TASK GOAL =>
Copy the data below word for word, keeping every line as it stands.

── RECORDED DATA ──

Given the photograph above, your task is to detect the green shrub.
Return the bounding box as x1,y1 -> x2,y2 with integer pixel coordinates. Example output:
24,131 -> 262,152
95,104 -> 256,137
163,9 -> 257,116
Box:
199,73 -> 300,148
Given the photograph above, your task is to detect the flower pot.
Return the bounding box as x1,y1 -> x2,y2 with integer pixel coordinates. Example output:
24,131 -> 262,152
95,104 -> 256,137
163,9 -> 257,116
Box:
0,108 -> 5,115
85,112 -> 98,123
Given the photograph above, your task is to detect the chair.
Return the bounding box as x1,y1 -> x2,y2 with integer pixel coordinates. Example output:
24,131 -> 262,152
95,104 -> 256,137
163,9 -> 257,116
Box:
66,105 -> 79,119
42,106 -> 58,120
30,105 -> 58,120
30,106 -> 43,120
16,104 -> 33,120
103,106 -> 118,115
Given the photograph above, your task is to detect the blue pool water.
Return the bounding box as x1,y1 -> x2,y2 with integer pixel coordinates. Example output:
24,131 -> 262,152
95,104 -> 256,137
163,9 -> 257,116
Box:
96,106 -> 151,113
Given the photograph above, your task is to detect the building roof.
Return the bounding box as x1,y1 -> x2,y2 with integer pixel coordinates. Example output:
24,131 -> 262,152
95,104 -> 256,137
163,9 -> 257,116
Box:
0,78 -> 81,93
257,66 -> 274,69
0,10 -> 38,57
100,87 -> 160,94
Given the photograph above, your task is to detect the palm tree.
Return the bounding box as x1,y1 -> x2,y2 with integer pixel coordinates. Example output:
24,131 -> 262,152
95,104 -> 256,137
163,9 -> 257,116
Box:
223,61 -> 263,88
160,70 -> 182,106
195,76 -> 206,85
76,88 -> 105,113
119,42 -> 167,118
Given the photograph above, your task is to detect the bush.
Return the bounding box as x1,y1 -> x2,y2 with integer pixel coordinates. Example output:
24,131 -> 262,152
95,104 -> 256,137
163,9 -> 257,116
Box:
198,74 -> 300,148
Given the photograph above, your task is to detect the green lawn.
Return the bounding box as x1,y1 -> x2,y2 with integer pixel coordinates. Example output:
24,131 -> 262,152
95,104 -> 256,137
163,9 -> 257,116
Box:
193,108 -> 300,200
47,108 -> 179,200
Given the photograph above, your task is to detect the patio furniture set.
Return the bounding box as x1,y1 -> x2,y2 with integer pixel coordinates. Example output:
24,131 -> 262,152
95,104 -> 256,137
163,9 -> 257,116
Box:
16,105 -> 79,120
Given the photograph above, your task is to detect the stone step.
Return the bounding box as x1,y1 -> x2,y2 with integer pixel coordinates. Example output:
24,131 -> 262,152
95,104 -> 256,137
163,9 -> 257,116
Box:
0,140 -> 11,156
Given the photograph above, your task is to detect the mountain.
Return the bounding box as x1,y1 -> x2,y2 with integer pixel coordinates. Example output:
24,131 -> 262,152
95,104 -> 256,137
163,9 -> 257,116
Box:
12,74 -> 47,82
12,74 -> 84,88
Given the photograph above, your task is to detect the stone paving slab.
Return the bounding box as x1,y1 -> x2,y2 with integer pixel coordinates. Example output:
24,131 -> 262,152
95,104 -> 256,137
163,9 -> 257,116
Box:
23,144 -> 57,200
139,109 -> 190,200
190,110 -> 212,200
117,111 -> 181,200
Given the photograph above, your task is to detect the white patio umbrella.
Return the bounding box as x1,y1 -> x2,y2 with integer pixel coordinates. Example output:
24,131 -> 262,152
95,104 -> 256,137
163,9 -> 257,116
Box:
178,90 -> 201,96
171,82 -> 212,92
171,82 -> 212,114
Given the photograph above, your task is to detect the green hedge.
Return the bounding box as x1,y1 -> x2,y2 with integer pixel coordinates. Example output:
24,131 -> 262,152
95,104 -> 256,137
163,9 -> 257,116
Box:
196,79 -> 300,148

───

ANSWER BELOW =>
Given the photograph above, your task is to detect the green shrub.
Return the bounding box as x1,y1 -> x2,y2 with integer pixel coordinates. Example output:
24,131 -> 262,152
95,104 -> 256,137
163,9 -> 257,116
Box:
199,73 -> 300,148
Given the photograph above, your task is to detect the flower pot.
Return the bounding box as x1,y1 -> x2,y2 with integer pixel coordinates. Example output:
24,131 -> 262,152
95,104 -> 256,137
163,9 -> 257,116
Box:
0,108 -> 5,115
85,112 -> 98,123
Given the photograph above, your task is to detect the chair.
Return the bounding box as x1,y1 -> x2,y2 with integer pixel coordinates. Example output:
24,131 -> 262,152
95,104 -> 256,137
163,9 -> 257,116
Box:
66,105 -> 79,119
42,106 -> 58,120
30,105 -> 58,120
30,106 -> 43,120
16,104 -> 33,120
103,106 -> 118,115
Given the photograph above, your task is to detect the blue pool water.
Return the bounding box as x1,y1 -> x2,y2 with integer pixel coordinates. Example output:
24,131 -> 262,152
95,104 -> 256,137
163,9 -> 257,116
Box:
96,106 -> 151,113
Given the photograph above, your task is to detect the building roof.
Return the bounding box as x1,y1 -> x2,y2 with integer pixel coordinates. Example output:
24,131 -> 262,152
95,104 -> 256,137
163,9 -> 257,116
Box:
0,78 -> 81,93
257,66 -> 274,69
0,10 -> 38,57
100,87 -> 160,94
Given the photograph above, your task is to detect the palm tree.
Return the bounding box as x1,y1 -> x2,y2 with integer pixel coordinates. Example output:
24,131 -> 262,152
95,104 -> 256,137
163,9 -> 257,116
Box:
223,61 -> 263,88
160,70 -> 182,106
195,76 -> 206,85
76,88 -> 105,113
119,42 -> 167,118
Given the photograph above, your task is to detect the bush.
Return the bounding box as x1,y1 -> x2,y2 with integer pixel coordinates. Example output:
24,131 -> 262,152
95,104 -> 256,137
163,9 -> 257,116
Box:
198,74 -> 300,148
Given the photograph above, your task is to detect the green lawn.
Return the bounding box as x1,y1 -> x2,y2 with integer pixel coordinates. Example output:
24,131 -> 262,152
95,104 -> 256,137
163,9 -> 257,116
Box:
193,108 -> 300,200
47,108 -> 179,200
Given the photograph above, your task is to detect the patio furniture set.
Return the bounding box as x1,y1 -> x2,y2 with integer pixel coordinates. Example output:
24,131 -> 262,152
95,104 -> 256,137
163,9 -> 257,116
Box:
16,105 -> 79,120
Given the photograph above, your task is to detect the stone step.
Return the bounding box as x1,y1 -> x2,y2 with integer pixel coordinates. Example output:
24,131 -> 262,152
95,104 -> 256,137
163,9 -> 257,116
Box:
0,140 -> 11,156
Given the photograph above, your task is to detect the mountain.
Return the bounding box as x1,y1 -> x2,y2 with integer pixel coordinates. Example output:
24,131 -> 262,152
95,104 -> 256,137
163,9 -> 257,116
Box:
12,74 -> 47,82
12,74 -> 84,88
Given the photograph above, your task is to detect the stone paving slab.
Return the bounding box as x1,y1 -> x2,y2 with integer pixel coordinates. Example output:
24,131 -> 262,152
95,104 -> 256,137
163,9 -> 257,116
Box:
23,144 -> 57,200
139,109 -> 190,200
190,110 -> 212,200
117,111 -> 181,200
Given the photograph above, your task is to detect the white patio umbrella.
Return the bounding box as x1,y1 -> x2,y2 with integer pixel coordinates. Example output:
24,131 -> 262,152
95,104 -> 256,137
163,9 -> 257,116
Box:
178,90 -> 201,96
171,82 -> 212,92
171,82 -> 212,114
Given the photograph above, your task is to detect the green hedge.
Return the bounding box as x1,y1 -> x2,y2 with integer pixel coordinates. Example output:
24,131 -> 262,152
95,104 -> 256,137
163,9 -> 257,116
Box:
196,79 -> 300,148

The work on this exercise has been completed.